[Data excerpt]
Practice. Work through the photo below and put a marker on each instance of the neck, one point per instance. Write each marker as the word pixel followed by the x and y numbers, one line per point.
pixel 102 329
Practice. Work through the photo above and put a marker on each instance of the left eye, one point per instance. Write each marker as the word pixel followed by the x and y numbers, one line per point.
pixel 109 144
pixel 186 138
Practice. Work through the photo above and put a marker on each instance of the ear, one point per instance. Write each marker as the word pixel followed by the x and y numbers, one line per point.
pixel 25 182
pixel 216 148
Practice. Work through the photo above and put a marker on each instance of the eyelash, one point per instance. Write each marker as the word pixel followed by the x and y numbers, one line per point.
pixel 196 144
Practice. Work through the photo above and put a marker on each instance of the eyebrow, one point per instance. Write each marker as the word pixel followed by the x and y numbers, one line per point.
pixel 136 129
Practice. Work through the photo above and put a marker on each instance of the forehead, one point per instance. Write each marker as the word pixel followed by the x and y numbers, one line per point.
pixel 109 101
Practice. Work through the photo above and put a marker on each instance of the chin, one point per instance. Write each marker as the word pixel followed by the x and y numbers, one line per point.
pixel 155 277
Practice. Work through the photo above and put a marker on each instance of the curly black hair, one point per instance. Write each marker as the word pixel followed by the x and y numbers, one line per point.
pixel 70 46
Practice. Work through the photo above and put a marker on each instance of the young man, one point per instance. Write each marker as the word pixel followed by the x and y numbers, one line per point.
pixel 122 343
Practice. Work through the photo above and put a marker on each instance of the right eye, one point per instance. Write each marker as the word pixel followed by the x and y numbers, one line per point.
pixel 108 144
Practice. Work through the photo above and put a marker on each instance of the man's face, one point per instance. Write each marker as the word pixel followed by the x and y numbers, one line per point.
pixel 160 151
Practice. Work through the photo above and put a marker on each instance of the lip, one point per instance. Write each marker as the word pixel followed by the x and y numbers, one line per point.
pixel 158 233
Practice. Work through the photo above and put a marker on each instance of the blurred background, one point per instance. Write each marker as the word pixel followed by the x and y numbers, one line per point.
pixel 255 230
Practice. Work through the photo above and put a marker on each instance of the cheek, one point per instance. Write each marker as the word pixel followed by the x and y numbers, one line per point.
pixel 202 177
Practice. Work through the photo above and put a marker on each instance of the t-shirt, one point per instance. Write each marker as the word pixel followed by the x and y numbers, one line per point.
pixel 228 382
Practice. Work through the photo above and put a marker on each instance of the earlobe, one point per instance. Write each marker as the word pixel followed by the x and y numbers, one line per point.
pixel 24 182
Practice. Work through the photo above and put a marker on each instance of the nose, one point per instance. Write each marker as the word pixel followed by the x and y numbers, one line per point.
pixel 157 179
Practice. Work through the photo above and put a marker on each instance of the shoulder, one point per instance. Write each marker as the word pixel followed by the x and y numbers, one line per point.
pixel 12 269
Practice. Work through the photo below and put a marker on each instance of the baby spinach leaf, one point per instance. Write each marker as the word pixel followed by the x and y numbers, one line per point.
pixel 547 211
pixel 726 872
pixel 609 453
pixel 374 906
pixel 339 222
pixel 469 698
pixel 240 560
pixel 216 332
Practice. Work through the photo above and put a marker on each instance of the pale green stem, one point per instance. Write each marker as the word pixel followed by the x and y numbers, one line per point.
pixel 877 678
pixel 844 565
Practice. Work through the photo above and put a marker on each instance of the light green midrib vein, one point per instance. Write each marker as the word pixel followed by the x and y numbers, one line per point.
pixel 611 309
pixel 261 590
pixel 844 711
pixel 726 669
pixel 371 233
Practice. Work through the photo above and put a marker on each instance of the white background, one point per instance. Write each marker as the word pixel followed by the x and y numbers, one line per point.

- [EXERCISE] Please reproduce the data word for word, everything from the line containing "the ear, one" down to the line containing "pixel 196 144", with both of those lines included.

- [RESPONSE TO THE TASK]
Practice. Work through the photo above and put a marker on each instance of the ear, one point per instance. Write each marker as the word pixel followed by the x and y numbers, one line per point.
pixel 25 182
pixel 216 148
Practice. Work through the photo above and put a marker on each instance of the eyelash, one point per instance. Write each marker as the word pixel followed by the x and y numbers, one line per point.
pixel 196 144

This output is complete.